Journal de l'année Édition 1999 1999Éd. 1999

Mais en France, Matignon a été tardivement informé par M. Trichet, et Bercy tombe des nues. Jean Arthuis, le ministre des Finances, apprend la nouvelle en écoutant la radio dans sa voiture ! Pour l'Élysée, il ne s'agit rien de moins que d'une tentative lancée par ces technocrates de banquiers centraux d'imposer un candidat aux politiques : « un putsch ».

Depuis lors, Jacques Chirac ne décolère pas. Mais lors du sommet de Dublin, en décembre 1996, lorsqu'il s'agit d'approuver formellement la nomination de M. Duisenberg à la tête de l'Institut monétaire européen, le président français ne fait aucun esclandre : tout au plus charge-t-il sa porte-parole de faire savoir que « la nomination du président de l'IME ne préjuge en rien de celle, à venir, du patron de la BCE ». Ce n'est que le 4 novembre 1997, onze mois plus tard, que l'Élysée et Matignon pousseront la candidature de M. Trichet. Mais il sera trop tard, les onze autres pays soutenant le Néerlandais.

EXERCICE 1: Selon le texte d'étude, de quelle manière Jean Arthuis apprend-il la nouvelle ?
EXERCICE 2: Restituez à l'identique le passage du texte d'étude allant de « Depuis lors, Jacques » jusqu'à « soutenant le Néerlandais. ».
EXERCICE 3: Prolongez le texte d'étude consacré à la nomination du président de la BCE à partir de sa dernière phrase.

JEU DE DONNÉES:
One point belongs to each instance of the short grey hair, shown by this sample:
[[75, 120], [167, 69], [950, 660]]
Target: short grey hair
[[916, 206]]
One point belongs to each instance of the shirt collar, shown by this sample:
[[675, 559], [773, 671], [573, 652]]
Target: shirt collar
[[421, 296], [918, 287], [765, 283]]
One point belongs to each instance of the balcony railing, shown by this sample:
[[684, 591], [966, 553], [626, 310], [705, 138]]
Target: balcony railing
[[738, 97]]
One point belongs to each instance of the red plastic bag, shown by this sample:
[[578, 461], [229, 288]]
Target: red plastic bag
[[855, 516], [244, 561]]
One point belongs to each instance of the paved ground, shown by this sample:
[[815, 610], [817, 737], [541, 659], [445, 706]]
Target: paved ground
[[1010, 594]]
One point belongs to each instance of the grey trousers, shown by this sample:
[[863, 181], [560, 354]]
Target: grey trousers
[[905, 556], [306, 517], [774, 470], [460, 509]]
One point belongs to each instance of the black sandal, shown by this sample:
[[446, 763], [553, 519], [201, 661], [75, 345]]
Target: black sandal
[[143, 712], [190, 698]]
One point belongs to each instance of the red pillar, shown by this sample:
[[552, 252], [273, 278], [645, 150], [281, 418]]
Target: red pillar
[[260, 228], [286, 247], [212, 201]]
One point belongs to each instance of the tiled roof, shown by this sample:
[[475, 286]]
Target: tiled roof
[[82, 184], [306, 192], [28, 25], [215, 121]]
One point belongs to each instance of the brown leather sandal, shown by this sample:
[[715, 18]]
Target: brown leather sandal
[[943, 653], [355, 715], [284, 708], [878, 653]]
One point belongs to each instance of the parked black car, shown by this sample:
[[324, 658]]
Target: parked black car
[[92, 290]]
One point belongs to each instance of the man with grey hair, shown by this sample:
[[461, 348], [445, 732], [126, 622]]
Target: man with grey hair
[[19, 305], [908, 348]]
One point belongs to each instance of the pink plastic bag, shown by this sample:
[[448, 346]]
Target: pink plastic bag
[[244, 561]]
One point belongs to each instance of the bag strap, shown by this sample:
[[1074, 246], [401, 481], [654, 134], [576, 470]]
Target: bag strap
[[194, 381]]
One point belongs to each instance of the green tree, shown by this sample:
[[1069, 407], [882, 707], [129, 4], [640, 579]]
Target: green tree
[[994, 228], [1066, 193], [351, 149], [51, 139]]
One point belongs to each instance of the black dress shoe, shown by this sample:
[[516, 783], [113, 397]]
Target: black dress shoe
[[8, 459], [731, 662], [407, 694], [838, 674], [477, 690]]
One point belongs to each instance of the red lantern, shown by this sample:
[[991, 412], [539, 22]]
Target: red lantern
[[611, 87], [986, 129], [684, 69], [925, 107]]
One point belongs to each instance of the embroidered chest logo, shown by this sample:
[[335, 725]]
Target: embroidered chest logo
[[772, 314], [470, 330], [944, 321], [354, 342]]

RÉPONSE 1: En écoutant la radio dans sa voiture.

RÉPONSE 2:
Depuis lors, Jacques Chirac ne décolère pas. Mais lors du sommet de Dublin, en décembre 1996, lorsqu'il s'agit d'approuver formellement la nomination de M. Duisenberg à la tête de l'Institut monétaire européen, le président français ne fait aucun esclandre : tout au plus charge-t-il sa porte-parole de faire savoir que « la nomination du président de l'IME ne préjuge en rien de celle, à venir, du patron de la BCE ». Ce n'est que le 4 novembre 1997, onze mois plus tard, que l'Élysée et Matignon pousseront la candidature de M. Trichet. Mais il sera trop tard, les onze autres pays soutenant le Néerlandais.

RÉPONSE 3:
Un bilan piteux

L'intention de la France était clairement louable : refuser que des banquiers centraux, sans légitimité autre que celle que leur confère leur compétence technique, forcent la main des gouvernements, issus du suffrage universel. Mais le bras de fer du 2 mai a abouti au résultat inverse.

D'abord, la BCE sera présidée pendant douze ans par un banquier central, ce qui risque d'être considéré par la suite comme une règle non écrite. Ensuite, le directoire de la banque centrale européenne est lui aussi composé quasi exclusivement de banquiers centraux (la seule exception étant le Français Christian Noyer, ancien directeur du Trésor) : aucune personnalité du monde économique, aucun homme politique ne viendront troubler les débats. En cela, la BCE est dès sa naissance la banque centrale la plus « fermée » du monde, ce qui n'est pas sans risques.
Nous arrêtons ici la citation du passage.